■ What the task requires: Could you print out all of the records below word for word, leaving the pictures out?

++++ Entries ++++

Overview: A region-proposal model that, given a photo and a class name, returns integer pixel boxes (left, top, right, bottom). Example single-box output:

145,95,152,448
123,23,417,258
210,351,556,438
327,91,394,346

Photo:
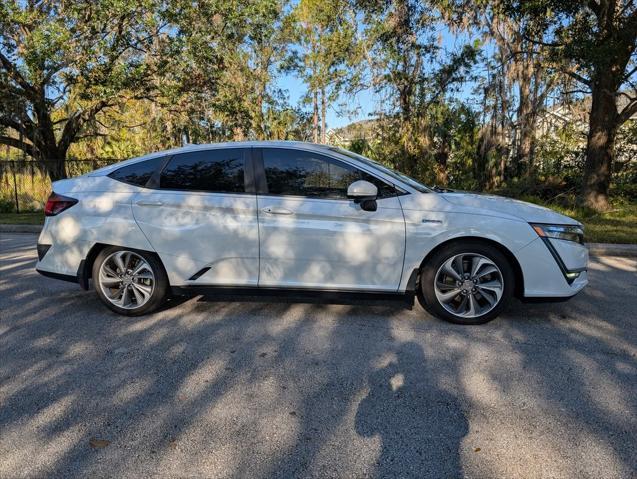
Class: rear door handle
261,206,293,215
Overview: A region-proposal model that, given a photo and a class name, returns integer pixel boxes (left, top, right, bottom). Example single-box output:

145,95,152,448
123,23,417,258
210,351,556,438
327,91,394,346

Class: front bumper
516,237,588,299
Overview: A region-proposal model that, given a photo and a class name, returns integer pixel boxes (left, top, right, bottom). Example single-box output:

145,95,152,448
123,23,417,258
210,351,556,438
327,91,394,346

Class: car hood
439,192,580,225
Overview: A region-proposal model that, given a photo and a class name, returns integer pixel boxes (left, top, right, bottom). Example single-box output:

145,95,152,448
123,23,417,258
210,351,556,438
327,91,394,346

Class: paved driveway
0,233,637,478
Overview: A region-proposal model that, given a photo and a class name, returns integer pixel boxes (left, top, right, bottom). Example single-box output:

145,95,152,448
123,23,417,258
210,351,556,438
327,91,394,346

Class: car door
255,147,405,291
133,148,259,286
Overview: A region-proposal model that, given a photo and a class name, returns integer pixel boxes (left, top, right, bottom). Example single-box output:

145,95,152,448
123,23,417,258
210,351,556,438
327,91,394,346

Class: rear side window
159,148,245,193
263,148,396,199
108,157,164,186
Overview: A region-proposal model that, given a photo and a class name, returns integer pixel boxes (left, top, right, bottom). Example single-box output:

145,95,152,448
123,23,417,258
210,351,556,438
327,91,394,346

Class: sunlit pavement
0,233,637,478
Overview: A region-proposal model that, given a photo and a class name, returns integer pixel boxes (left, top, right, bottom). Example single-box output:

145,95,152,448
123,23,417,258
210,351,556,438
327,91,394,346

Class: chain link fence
0,158,122,213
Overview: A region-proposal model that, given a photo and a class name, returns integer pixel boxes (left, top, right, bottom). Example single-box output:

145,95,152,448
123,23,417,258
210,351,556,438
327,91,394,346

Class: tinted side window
263,148,395,199
108,157,164,186
159,149,245,193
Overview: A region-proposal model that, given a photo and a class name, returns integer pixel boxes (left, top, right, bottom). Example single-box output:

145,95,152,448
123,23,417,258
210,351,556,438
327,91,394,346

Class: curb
0,225,42,234
0,225,637,257
586,243,637,257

++++

■ Solution:
Overview: A region-proposal model that, given a photo and a class name, returns integer pixel boxes (left, top, right, bottom). Example single-box output:

145,95,152,448
123,23,417,258
210,351,556,438
327,91,394,346

Photo:
Class: rear door handle
261,206,293,215
Overview: A region-proposal model that, given a photo and a class name, returns integer pixel boxes (left, top, right, bottom). Example single-box output:

145,95,152,448
123,23,417,258
210,351,556,438
327,91,394,346

Class: front bumper
516,237,588,299
Overview: A region-proposal model that, given a photo and a class name, returns integer pixel boxes (left, top, right, bottom). Example single-box output:

145,95,152,448
123,23,417,258
210,351,556,438
327,91,394,346

Class: car hood
439,192,580,225
Overview: A region-proposal model that, given a photo and a class name, returns integer pixel boxes (left, top, right, bottom). Example single-box output:

145,95,152,448
123,23,417,258
210,351,556,438
327,91,394,346

Class: paved driveway
0,233,637,478
Overview: A region-proposal model that, given a photo and a class name, returns integer pixel boxes (left, top, right, bottom). Example single-box output:

145,95,152,448
123,23,417,258
210,351,556,438
327,91,394,346

Class: car door
255,147,405,291
133,148,259,286
Overview: A region-proposal model that, given a photo and a class name, returns integer pixel boxes (left, top, right, bottom). Example single-box output:

145,95,152,448
123,23,417,258
210,351,556,438
327,91,394,346

Class: rear side window
159,148,245,193
263,148,396,199
108,157,164,186
Overview: A region-proposal model that, given a photo and a class name, returns integer pixel boxes (left, top, right, bottom). Example single-box output:

145,95,152,448
123,23,417,258
210,351,556,438
327,91,394,346

Class: sunlit pavement
0,233,637,478
Overview: A region-proposal model that, given a photo and a class name, returns integer pixel boxes (left, top, right, bottom). Example single-box output:

145,95,152,448
123,23,417,258
210,351,556,438
327,91,394,346

Class: chain link fence
0,158,122,213
Overview: A region-proposal model that, given a photo and a class name, returns integer pixel boxes (left, top, right, bottom). Example single-box output:

145,95,152,448
123,23,417,258
210,351,556,438
327,91,394,346

Class: tinted side window
263,148,395,199
108,157,164,186
159,149,245,193
Overview: A region-proposal model that, given a photo and a class name, returns integer pixel boxes (left, top, right, bottom). Example single-box output:

145,95,152,448
123,23,417,258
210,351,556,438
327,91,394,346

Class: curb
0,225,42,234
0,225,637,257
586,243,637,257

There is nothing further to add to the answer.